What you should do -> Below are some entries; state how many of their lines contain the word "that", with nothing else in the reply.
——————————
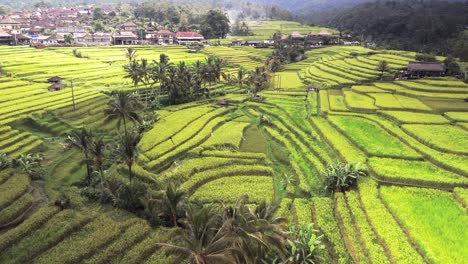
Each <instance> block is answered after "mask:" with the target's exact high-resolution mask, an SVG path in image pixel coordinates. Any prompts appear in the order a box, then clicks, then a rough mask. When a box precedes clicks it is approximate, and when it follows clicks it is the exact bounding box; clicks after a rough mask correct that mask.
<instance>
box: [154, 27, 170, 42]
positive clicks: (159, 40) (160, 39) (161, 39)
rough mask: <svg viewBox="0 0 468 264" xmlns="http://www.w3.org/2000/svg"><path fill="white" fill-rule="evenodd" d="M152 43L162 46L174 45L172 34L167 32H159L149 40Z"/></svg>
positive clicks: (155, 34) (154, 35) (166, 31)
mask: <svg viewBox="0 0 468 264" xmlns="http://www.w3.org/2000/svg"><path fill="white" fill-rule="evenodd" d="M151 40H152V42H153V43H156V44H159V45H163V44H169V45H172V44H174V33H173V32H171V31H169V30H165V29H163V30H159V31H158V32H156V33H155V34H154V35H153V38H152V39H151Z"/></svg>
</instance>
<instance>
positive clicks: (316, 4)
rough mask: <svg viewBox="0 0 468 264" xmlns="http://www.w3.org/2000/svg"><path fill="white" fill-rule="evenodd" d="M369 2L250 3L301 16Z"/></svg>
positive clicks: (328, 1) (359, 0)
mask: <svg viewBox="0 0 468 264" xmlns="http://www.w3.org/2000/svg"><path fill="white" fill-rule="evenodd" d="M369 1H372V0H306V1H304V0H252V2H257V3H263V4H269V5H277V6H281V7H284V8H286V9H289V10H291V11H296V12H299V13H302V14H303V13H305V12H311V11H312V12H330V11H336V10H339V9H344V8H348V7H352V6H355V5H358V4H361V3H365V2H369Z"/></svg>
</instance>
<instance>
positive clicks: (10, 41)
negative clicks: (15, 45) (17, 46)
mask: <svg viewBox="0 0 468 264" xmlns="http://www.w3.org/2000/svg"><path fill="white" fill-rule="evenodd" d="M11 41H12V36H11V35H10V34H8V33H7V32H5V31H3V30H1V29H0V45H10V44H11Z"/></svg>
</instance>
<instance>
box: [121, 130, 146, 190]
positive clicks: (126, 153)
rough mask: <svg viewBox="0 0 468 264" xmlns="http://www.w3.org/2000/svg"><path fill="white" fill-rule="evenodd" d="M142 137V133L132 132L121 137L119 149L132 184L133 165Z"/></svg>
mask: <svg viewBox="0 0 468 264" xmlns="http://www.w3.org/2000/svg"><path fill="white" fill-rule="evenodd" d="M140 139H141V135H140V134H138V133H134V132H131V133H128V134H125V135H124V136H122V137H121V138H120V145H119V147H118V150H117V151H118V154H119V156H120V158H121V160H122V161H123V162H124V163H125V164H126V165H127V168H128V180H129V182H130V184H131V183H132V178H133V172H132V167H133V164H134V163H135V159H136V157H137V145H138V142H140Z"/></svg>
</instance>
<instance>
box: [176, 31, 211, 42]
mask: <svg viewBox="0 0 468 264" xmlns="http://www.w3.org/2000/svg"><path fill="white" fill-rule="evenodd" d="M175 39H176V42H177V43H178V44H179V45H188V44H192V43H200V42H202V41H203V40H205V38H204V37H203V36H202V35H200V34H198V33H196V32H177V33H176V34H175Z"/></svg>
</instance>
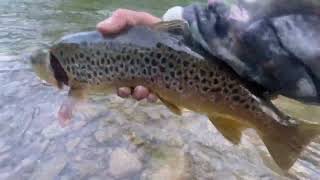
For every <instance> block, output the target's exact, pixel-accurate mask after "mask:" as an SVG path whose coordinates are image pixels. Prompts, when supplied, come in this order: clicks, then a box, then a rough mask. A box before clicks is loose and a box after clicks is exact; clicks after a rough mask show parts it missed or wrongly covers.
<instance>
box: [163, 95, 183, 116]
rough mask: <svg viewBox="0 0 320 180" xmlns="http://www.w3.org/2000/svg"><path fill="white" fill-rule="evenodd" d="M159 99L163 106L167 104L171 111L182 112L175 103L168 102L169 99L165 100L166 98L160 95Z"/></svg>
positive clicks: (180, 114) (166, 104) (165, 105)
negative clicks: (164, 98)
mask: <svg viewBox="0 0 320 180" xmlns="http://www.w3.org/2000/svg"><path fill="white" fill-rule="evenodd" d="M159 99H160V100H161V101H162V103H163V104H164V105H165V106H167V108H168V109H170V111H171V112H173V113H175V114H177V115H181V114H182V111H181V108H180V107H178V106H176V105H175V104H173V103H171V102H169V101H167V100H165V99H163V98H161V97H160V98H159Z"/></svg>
——————————
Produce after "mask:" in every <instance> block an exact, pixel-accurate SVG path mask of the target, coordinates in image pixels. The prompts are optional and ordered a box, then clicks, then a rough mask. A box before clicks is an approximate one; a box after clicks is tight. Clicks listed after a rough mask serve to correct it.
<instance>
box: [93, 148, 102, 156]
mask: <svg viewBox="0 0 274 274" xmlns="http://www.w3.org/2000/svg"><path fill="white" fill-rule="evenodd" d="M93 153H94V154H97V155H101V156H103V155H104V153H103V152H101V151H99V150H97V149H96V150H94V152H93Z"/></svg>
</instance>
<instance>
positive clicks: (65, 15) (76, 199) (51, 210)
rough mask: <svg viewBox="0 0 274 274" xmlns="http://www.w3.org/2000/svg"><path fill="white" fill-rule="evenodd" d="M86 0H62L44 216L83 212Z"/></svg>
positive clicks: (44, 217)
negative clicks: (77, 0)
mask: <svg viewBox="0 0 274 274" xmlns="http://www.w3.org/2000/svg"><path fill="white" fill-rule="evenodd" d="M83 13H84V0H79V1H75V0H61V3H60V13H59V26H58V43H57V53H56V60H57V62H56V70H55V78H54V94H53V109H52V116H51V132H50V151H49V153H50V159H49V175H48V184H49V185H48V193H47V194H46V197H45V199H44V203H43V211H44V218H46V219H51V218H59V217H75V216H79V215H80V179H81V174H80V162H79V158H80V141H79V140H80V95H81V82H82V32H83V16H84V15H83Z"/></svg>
——————————
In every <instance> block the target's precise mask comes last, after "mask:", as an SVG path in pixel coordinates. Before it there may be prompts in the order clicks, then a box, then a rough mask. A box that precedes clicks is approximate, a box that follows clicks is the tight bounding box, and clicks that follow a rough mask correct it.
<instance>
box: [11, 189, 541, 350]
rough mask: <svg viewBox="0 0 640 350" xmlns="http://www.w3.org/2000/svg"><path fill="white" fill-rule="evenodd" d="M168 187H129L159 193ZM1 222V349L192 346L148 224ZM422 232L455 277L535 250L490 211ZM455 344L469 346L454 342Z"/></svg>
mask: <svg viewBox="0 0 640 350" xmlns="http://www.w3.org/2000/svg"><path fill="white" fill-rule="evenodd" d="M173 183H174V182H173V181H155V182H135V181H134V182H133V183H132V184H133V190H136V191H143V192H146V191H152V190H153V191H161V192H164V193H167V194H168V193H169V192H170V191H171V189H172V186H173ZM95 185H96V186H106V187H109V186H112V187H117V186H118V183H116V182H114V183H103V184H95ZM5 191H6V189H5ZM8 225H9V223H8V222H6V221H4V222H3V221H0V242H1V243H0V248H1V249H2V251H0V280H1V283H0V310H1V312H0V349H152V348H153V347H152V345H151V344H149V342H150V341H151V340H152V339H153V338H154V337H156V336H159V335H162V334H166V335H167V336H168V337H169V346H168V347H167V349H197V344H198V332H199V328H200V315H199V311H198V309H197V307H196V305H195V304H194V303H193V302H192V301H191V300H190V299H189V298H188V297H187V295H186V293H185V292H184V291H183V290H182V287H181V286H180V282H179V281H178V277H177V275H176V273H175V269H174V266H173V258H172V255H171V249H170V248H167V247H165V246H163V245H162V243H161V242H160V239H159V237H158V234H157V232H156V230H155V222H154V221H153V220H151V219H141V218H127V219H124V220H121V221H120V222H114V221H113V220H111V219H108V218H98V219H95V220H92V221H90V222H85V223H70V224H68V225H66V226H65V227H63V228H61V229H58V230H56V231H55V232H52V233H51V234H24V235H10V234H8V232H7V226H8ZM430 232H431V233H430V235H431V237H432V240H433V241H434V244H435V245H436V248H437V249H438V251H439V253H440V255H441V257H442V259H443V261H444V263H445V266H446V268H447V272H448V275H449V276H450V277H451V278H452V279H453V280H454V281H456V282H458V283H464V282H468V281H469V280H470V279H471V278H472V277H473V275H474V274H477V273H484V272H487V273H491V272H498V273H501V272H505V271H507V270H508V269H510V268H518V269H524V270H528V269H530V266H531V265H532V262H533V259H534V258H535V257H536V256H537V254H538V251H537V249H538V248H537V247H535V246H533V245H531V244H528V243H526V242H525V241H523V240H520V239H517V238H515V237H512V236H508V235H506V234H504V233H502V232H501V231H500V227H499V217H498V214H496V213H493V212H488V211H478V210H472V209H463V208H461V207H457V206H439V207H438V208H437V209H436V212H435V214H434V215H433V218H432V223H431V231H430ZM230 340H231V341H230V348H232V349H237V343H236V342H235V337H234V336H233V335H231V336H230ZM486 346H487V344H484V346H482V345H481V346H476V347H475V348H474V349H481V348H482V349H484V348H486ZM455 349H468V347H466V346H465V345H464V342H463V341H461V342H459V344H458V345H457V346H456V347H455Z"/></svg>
——————————
Answer space -> 2